_Goal_
Print the data below word for word, keeping every line unchanged and in its original order.

_Stored data_
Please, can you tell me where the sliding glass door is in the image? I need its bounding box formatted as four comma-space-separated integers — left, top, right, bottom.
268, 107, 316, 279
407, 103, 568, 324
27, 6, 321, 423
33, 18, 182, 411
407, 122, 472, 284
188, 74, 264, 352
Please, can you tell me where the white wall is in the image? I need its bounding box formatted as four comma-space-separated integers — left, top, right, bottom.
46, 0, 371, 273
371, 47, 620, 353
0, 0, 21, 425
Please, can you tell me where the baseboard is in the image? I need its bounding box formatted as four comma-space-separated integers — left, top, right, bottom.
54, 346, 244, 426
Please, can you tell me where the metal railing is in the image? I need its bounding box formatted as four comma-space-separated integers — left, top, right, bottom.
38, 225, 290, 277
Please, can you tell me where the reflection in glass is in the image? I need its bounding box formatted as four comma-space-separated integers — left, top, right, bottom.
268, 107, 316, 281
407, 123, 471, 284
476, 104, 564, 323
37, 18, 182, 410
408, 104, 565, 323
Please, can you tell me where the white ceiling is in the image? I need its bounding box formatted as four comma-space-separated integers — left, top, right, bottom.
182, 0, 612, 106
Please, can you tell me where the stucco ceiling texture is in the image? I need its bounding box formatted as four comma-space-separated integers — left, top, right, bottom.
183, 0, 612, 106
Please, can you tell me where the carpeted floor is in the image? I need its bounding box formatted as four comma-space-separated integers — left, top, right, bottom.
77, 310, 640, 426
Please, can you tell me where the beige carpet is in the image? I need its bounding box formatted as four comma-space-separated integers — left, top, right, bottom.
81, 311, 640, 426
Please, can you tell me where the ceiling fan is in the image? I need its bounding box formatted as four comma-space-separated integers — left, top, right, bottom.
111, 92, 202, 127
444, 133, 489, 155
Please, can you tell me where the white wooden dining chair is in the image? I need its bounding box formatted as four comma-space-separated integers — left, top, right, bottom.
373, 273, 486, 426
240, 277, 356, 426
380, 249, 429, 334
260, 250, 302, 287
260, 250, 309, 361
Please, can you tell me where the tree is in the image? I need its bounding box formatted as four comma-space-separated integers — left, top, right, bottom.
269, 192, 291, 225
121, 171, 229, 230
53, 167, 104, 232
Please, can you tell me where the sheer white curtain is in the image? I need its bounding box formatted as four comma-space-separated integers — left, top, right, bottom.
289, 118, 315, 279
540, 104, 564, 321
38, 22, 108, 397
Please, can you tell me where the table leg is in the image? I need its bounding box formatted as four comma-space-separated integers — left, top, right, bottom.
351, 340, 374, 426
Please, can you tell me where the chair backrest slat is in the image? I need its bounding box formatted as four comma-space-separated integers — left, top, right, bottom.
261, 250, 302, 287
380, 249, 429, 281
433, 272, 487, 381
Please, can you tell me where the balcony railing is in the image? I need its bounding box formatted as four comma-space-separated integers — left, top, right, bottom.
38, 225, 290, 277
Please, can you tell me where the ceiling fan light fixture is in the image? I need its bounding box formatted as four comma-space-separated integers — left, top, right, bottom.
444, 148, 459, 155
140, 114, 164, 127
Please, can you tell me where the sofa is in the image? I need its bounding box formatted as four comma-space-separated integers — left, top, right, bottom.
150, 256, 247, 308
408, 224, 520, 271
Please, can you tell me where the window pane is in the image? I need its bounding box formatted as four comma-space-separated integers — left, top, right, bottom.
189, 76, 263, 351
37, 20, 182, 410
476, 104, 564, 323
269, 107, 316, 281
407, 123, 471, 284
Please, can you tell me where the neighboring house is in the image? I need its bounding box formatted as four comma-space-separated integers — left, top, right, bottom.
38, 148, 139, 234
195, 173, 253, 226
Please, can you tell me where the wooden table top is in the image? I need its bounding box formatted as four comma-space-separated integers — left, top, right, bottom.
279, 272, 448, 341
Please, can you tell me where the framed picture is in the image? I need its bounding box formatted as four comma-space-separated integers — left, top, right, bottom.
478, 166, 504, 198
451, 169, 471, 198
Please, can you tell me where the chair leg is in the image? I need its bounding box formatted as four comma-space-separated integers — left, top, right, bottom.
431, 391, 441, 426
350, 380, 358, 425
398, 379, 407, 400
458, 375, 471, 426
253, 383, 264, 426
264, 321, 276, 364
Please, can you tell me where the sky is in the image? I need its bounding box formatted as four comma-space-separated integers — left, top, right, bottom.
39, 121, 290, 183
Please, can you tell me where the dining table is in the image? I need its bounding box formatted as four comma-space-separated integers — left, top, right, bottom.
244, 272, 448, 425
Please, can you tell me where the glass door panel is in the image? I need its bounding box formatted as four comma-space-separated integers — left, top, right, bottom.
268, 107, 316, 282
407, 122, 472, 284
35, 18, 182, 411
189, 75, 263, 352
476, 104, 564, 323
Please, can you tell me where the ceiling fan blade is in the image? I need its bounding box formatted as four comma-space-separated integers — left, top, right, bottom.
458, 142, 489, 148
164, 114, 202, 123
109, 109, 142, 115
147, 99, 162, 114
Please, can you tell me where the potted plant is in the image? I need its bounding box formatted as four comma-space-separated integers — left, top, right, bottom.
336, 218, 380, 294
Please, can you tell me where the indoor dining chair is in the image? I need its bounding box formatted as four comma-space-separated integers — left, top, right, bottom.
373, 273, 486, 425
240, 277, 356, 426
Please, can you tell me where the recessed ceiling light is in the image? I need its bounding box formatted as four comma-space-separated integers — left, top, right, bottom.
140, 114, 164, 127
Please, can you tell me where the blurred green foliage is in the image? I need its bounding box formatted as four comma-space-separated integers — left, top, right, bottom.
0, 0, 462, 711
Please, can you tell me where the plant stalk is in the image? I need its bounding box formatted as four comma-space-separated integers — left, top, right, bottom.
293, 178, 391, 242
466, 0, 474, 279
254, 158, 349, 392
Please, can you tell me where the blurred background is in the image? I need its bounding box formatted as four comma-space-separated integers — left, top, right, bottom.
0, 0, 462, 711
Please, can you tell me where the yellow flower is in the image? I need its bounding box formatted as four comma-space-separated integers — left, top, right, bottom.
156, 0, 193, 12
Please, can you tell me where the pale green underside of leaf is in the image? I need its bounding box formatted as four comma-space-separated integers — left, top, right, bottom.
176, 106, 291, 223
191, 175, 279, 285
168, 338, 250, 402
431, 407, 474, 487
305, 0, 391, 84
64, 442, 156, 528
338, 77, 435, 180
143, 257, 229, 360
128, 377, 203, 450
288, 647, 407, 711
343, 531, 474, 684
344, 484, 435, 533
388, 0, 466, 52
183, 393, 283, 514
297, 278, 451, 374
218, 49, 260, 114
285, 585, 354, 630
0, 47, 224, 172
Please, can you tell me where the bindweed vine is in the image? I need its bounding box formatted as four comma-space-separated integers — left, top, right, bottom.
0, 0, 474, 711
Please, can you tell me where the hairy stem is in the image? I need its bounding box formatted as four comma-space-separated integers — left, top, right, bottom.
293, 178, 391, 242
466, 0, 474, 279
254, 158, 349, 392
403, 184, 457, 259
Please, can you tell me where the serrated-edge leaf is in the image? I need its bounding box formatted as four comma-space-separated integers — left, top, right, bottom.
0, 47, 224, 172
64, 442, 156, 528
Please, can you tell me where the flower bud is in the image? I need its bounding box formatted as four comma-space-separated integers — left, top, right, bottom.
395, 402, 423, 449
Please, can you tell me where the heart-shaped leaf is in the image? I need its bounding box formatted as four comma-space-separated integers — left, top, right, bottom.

_The completed task_
Please, can you tell me where the sliding glass door is in the image? I need its bounding box formatted as four comma-space-separated integers — left, top, right, bottom.
268, 107, 316, 279
407, 103, 568, 324
27, 6, 321, 423
33, 18, 182, 411
407, 122, 472, 284
188, 74, 264, 352
Please, can you tell me where the white wall is in the image? I need its bounding box formatted as four comma-space-separated integers — left, top, right, bottom.
46, 0, 371, 273
371, 47, 620, 353
0, 0, 21, 425
Please, can you tell me where the baseboard is in the image? I need its bounding box formatted as four comma-space-separated integers — left, top, right, bottom.
54, 346, 244, 426
Please, can you tell me where the metal railing is in the image? I need its bounding box formatted as four comma-space-separated integers — left, top, right, bottom.
38, 225, 290, 277
Please, can you tell me where the reflection in glass is in the image? I need its bounding box formatted as four comma-space-separated integers — left, top, right, bottom.
268, 107, 316, 281
407, 123, 471, 284
476, 104, 564, 323
37, 18, 182, 410
408, 104, 565, 323
Please, can you tell me where the white ceiling is in the image? I need its bounding box formatted as four comma-space-separated integers — left, top, right, bottom.
182, 0, 612, 106
Please, can you tell me where the stucco ceiling texture is in the image? I need its bounding box formatted as four comma-space-separated integers — left, top, right, bottom.
183, 0, 612, 106
Please, can you tell me where the carpeted floor is in the image? I need its bounding box formatted as four comma-space-separated integers — left, top, right, bottom.
77, 310, 640, 426
Please, can you tell me where the beige carpet is in the image? I need its bounding box formatted as four comma-space-separated integers — left, top, right, bottom.
81, 311, 640, 426
Please, can you tell me where the ceiling fan is in the image? I need its bounding box formatted as four comma-space-separated integers — left, top, right, bottom.
111, 92, 202, 127
444, 133, 489, 155
Please, can you tell me where the white wooden dining chair is in the image? I need its bounding box formatted as four comma-space-separated integers — left, top, right, bottom.
373, 273, 486, 426
240, 277, 356, 426
380, 249, 429, 334
260, 250, 302, 287
260, 250, 309, 361
Please, can you tell me where the tree is in the image? I need its bounding box formatted as four comma-space-separated integers — left, top, right, bottom.
269, 192, 291, 225
121, 171, 229, 230
53, 167, 104, 232
Please, can you tell me where the sheer white curtain is in the image? I need its bounding box formatted as four comma-space-separated integers — left, top, right, bottom.
289, 118, 315, 279
540, 104, 564, 321
38, 22, 108, 397
Please, can you tell me where the table leg is in the image? I need its bounding box formatted as four comma-space-separated integers — left, top, right, bottom.
351, 340, 374, 426
Please, can you tell me where the chair backrest slat is in the image? I need its bounding box formatted as four comma-space-separated integers — left, top, right, bottom.
261, 250, 302, 287
380, 249, 429, 281
433, 272, 487, 381
Please, can you tell me where the balcony railing is in the image? I need its bounding box formatted as four comma-space-separated integers — left, top, right, bottom.
38, 225, 290, 277
Please, can you tell me where the ceiling fan light fixture is in the image? I need its bounding box formatted as four comma-space-separated integers — left, top, right, bottom.
444, 148, 459, 155
140, 114, 164, 127
Please, can you tell me where the sofa is in the image? I need its bounding box formatted as four comma-space-separated integers — left, top, right, bottom.
150, 256, 247, 308
408, 224, 520, 271
Please, can you tell me where the window pane is in the image? I need its bounding box formatted as four comma-space-separated integers — left, top, right, bottom.
189, 76, 263, 351
37, 20, 182, 410
476, 104, 564, 323
269, 107, 316, 281
407, 123, 471, 284
Please, can you tell me where the neighboring house is in the image? I need its bounding box formatted as four comma-space-separated integers — left, top, right, bottom.
38, 148, 139, 234
195, 173, 253, 226
Please, can you tell me where the wooden table top is in the image? I need its bounding box formatted as four comma-space-separated integers — left, top, right, bottom.
279, 272, 448, 341
Please, can you tell me where the framed picture is in the image? I need its bounding box formatted as four comma-space-separated integers — left, top, right, bottom.
478, 166, 504, 198
451, 169, 471, 198
Please, can you tell me where the chair leg is in the image? I need its bounding box formatted as four comma-space-separated integers — left, top, right, bottom.
431, 391, 441, 426
350, 380, 358, 425
398, 379, 407, 400
458, 375, 471, 426
253, 383, 264, 426
264, 321, 276, 364
Please, can you tell me where the sky is in the image? I need its bounding box formatted as four comma-space-separated integers — left, top, right, bottom.
39, 121, 290, 183
Please, can you tell me where the dining table is in the image? I need its bounding box formatted as four comma-space-separated integers — left, top, right, bottom.
244, 272, 448, 425
Please, can you tell me where the glass door panel is in the image? I need its bounding box formatted as four comma-space-separated integers — left, top, right, bottom.
268, 107, 316, 282
407, 122, 472, 284
35, 18, 182, 411
189, 75, 263, 352
476, 104, 564, 323
Please, can you tell me where the ceiling fan blade is in the image? I need its bounding box formatted as four comma-space-separated integers — left, top, right, bottom.
458, 142, 489, 148
164, 114, 202, 123
109, 109, 142, 115
147, 99, 162, 114
Please, can you tell me where the potted plant is in the image? I need its bounding box formatted as four comma-space-separated integers — left, top, right, bottom.
336, 218, 380, 294
Please, can you tell me where the indoor dining chair is in the image? I need its bounding box formatted as four comma-space-separated integers — left, top, right, bottom.
373, 273, 486, 425
240, 277, 356, 426
Please, can you tell me where the recessed ceiling light is in the image? I need its bounding box formatted as four comma-space-separated integers — left, top, right, bottom.
140, 114, 164, 127
Please, can you tell me where the blurred green foliage is in the image? I need its bounding box formatted as four comma-space-separated integers — left, top, right, bottom.
0, 0, 462, 711
Please, can you tell me where the plant stalk is in the image? I need its bounding box formatted as four comma-space-separated integers — left, top, right, bottom.
293, 178, 391, 242
466, 0, 474, 279
254, 158, 349, 392
Please, can you tell me where the blurred background is in the image? I need its bounding box formatted as four comma-space-separated integers — left, top, right, bottom.
0, 0, 462, 711
Please, can you tell me where the yellow flower is in the image? I need its bounding box formatted as four comma-space-separated integers — left, top, right, bottom.
156, 0, 193, 12
Please, can you tell me where the pale green underside of leaf is in the image? I need its bounding box formatted as four comma-space-separated integers — left, top, right, bottom.
176, 106, 291, 223
191, 175, 279, 285
168, 338, 250, 402
431, 407, 474, 487
305, 0, 391, 84
64, 442, 156, 528
338, 77, 435, 180
143, 257, 229, 360
128, 377, 203, 450
288, 647, 407, 711
343, 531, 474, 684
344, 484, 435, 533
388, 0, 466, 52
183, 393, 283, 514
297, 278, 451, 374
218, 49, 260, 114
285, 585, 354, 630
0, 47, 224, 172
Please, can you tell me where the bindweed vine is in the image? I need its bounding box formatted as four comma-space-separated integers — left, top, right, bottom.
0, 0, 474, 711
Please, can you tell me where the hairy stem is in the image? I need its bounding box formatted as four comma-space-separated integers — left, top, right, bottom.
293, 178, 391, 242
466, 0, 474, 279
254, 158, 349, 392
403, 184, 457, 259
Please, can you tell me where the serrated-edge leaf is in the image? I need its bounding box formatted as four comma-space-separated integers — left, top, right, bottom.
0, 47, 224, 172
64, 442, 156, 528
Please, can you tell me where the flower bud is in the image? I need its bounding box formatted as four comma-space-separated integers — left, top, right, bottom.
395, 402, 423, 449
Please, can you tell me where the heart-shaped leaf is in the image? I need its bounding box formatted as four comma-space-separated integers — left, top, right, bottom.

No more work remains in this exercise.